*** RECORD EXTRACTS ***

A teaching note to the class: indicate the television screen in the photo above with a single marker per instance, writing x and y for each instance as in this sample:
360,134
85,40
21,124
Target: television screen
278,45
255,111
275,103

*** End of RECORD EXTRACTS ***

### REQUIRED ACTION
Output every record above in full, exactly as it reads.

### ANSWER BELOW
A teaching note to the class: indicate the television screen in the photo above with a single marker per instance, writing x and y for each instance as in this sample:
360,134
85,40
21,124
Target: television screen
278,45
255,111
275,103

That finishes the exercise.